#### Arbeitsanweisung:
Welche Benutzernamen stehen im Forumsthread über das Lackieren von Bremskabeln über einem Beitrag, auf den tatsächlich Text folgt? Nenne jeden Namen nur einmal.

#### Textblock:
################
# Bremskabel lackieren?



## heup (1. Januar 2009)

Hi 
ist nur ne ganz kurze Frage...
Undzwar kann man Bremskäbel lackieren?

Frohes neues und noch einen schönen Abend heup


----------



## the agent (1. Januar 2009)

kauf dir halt einfach n neues! kostet fast genauso viel wie ne dose lack!
ebenfalls!


----------



## MTB-News.de




----------



## heup (1. Januar 2009)

erstmal danke für die schnelle antwort...
aber da ist wieder das problem mit der farbe... ich hab noch kein cyan-blaues bremskabel außer evtl. das nokon gesehen...(ist aber viel zu teuer........)


----------



## boss93 (1. Januar 2009)

versuchs doch mit Schrumpfschlauch müsste es auch in vielen Farben geben


----------



## Stirni (1. Januar 2009)

cyan-blau = fast türkis= nimm einfach ein türkises ?!
oh mann...


----------



## Aceface (1. Januar 2009)

Sorry aber deine Threads sind immer die Härte!


----------



## L_AIR (1. Januar 2009)

nein geht nicht, da das material vom Kabel biegsam ist und der Lack nicht, daher platzt der dann ab


----------



## Stirni (1. Januar 2009)

aber lackier das innere kabel einfach cyan-blau weil das färbt ab.


----------



## lennarth (1. Januar 2009)
################
#### Extrahiertes Material:
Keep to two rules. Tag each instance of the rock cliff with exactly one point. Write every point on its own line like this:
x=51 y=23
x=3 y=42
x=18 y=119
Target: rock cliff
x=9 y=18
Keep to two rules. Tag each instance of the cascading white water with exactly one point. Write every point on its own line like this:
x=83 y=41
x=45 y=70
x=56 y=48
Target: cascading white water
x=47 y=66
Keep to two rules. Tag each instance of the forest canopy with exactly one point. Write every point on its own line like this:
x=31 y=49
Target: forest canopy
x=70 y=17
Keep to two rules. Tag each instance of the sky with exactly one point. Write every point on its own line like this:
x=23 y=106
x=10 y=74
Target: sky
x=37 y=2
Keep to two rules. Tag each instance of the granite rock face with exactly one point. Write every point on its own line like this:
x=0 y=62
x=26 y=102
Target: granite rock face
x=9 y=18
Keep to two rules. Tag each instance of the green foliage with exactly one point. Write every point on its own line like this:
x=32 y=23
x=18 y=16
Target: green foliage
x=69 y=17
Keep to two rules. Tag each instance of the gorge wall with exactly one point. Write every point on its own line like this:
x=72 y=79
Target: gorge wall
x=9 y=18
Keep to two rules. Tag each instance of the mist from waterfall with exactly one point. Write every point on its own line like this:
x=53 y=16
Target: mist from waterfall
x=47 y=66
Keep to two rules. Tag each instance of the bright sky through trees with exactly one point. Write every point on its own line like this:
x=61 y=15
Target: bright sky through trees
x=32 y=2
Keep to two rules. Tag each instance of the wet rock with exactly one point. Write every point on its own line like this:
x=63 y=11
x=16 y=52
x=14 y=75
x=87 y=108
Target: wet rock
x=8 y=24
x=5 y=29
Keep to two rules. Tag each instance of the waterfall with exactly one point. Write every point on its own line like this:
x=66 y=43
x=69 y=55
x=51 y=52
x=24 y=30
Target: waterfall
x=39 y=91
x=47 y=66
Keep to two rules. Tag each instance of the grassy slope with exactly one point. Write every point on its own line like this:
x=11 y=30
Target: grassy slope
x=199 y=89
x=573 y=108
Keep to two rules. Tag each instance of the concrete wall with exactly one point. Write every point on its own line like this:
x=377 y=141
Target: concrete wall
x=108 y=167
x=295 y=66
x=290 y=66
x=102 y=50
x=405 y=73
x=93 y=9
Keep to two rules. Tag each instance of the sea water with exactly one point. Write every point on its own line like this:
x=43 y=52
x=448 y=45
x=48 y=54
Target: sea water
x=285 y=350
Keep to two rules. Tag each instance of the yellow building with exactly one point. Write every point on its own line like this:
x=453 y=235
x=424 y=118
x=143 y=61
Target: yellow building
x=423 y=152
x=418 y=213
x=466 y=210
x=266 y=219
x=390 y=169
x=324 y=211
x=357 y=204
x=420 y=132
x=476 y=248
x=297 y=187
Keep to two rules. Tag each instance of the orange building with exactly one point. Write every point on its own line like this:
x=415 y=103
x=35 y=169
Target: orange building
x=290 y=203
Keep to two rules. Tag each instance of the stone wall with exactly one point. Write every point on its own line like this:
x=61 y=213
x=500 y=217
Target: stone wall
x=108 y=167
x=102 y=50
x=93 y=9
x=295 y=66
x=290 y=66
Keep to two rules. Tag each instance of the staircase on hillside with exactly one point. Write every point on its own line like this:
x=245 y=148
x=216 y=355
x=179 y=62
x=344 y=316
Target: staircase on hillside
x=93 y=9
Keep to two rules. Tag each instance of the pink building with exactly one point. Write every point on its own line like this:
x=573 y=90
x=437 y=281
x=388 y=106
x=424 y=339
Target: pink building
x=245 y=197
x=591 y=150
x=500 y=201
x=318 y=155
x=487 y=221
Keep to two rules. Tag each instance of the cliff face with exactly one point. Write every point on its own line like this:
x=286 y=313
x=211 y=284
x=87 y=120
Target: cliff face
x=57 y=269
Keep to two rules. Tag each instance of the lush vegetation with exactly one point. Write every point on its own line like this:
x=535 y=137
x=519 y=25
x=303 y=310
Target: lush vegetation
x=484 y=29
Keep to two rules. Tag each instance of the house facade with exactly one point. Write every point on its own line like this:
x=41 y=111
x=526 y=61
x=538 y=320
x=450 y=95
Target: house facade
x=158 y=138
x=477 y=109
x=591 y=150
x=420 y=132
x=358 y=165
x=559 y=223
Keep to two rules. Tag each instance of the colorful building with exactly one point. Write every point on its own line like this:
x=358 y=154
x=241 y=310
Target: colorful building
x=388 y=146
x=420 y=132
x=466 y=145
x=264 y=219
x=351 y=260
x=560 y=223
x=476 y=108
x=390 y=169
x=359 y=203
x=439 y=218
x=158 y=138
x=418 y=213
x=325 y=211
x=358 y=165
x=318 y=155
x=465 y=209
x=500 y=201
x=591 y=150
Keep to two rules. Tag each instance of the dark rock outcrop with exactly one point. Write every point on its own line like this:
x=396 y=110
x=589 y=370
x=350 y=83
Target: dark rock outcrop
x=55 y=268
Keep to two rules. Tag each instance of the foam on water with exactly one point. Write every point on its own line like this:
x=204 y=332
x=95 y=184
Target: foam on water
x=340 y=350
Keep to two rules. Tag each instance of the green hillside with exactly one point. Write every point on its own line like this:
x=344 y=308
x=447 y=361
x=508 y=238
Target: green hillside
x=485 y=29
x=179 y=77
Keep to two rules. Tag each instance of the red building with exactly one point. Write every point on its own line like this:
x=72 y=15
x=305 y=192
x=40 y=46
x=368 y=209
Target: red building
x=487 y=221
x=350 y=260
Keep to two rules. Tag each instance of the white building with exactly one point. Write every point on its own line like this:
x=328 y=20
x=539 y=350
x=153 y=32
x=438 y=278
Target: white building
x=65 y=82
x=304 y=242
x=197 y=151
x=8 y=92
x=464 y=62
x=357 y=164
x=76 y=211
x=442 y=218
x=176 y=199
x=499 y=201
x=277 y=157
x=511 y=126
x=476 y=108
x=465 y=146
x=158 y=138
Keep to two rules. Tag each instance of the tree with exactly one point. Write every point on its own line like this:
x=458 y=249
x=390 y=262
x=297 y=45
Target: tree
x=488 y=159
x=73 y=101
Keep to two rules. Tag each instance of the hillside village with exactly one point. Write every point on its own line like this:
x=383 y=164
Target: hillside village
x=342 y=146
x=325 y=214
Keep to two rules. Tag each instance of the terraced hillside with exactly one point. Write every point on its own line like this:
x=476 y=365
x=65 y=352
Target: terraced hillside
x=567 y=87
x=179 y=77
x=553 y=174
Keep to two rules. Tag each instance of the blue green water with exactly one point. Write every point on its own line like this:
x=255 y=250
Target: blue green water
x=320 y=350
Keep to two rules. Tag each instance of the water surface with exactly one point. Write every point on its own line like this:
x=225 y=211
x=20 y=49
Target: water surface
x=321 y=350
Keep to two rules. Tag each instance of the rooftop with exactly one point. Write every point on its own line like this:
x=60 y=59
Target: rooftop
################
#### Fertige Antwort:
heup, the agent, boss93, Stirni, Aceface, L_AIR